**Об упражнении:** Перепишите текст документа целиком, не меняя в нем ни слова и ни одного знака.

Подкашивались ноги, деревенел позвоночник, а следователь, наблюдая мучения,
кажется, получал наслаждение. Вот здесь и напомнила о себе старая
болячка-малярия. Приступы были через день. То била трясучка, то жгло огнем,
а прилечь негде. В такие ужасные дни Акимов проводил допрос. Я начал
просить, чтобы меня отправили в тюремную больницу, но следователь заявил,
что сделает это только при одном условии, если я соглашусь с предъявленными
обвинениями и подпишу протокол допроса.

**Данные:**
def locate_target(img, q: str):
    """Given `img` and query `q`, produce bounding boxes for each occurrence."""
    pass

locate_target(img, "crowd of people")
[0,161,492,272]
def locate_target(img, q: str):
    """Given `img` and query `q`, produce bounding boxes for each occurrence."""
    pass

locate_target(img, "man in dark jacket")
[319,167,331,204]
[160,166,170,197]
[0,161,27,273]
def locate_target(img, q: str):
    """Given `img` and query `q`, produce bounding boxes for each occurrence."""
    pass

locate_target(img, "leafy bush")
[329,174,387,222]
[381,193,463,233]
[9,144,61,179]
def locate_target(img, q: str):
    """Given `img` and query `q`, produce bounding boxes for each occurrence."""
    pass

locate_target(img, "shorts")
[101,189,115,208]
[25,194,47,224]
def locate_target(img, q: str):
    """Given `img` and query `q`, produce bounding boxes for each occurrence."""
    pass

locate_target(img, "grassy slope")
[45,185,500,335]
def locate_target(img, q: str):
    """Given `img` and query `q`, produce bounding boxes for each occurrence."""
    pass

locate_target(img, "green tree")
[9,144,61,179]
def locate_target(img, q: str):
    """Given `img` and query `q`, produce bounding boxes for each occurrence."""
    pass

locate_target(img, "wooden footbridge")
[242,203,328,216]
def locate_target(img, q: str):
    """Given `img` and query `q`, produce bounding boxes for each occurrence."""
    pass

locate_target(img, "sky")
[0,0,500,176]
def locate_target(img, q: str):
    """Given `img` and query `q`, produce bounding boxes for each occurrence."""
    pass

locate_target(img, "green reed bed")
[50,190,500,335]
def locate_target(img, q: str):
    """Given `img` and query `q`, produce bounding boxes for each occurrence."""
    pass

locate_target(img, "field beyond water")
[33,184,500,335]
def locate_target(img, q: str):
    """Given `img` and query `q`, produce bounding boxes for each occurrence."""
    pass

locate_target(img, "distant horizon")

**Решение упражнения:**
Подкашивались ноги, деревенел позвоночник, а следователь, наблюдая мучения,
кажется, получал наслаждение. Вот здесь и напомнила о себе старая
болячка-малярия. Приступы были через день. То била трясучка, то жгло огнем,
а прилечь негде. В такие ужасные дни Акимов проводил допрос. Я начал
просить, чтобы меня отправили в тюремную больницу, но следователь заявил,
что сделает это только при одном условии, если я соглашусь с предъявленными
обвинениями и подпишу протокол допроса.